#### WHAT IS REQUIRED
Convert every line of the material below into a numbered list item, omitting blank lines.

Annotation record excerpts:
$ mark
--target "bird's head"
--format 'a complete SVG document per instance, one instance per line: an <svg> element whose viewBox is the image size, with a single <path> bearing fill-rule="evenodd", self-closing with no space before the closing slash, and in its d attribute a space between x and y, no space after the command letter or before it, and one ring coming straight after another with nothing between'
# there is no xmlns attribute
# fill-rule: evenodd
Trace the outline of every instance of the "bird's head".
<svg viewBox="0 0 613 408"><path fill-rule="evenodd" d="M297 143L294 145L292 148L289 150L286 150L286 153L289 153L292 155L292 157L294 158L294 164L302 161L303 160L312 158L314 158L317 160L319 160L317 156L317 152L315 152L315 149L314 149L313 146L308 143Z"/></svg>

#### COMPLETE ANSWER
1. $ mark
2. --target "bird's head"
3. --format 'a complete SVG document per instance, one instance per line: an <svg> element whose viewBox is the image size, with a single <path> bearing fill-rule="evenodd", self-closing with no space before the closing slash, and in its d attribute a space between x and y, no space after the command letter or before it, and one ring coming straight after another with nothing between'
4. # there is no xmlns attribute
5. # fill-rule: evenodd
6. Trace the outline of every instance of the "bird's head".
7. <svg viewBox="0 0 613 408"><path fill-rule="evenodd" d="M297 143L294 145L292 148L289 150L286 150L286 153L289 153L292 155L292 157L294 158L294 164L302 161L303 160L312 158L314 158L317 160L319 160L317 156L317 152L315 152L315 149L314 149L313 146L308 143Z"/></svg>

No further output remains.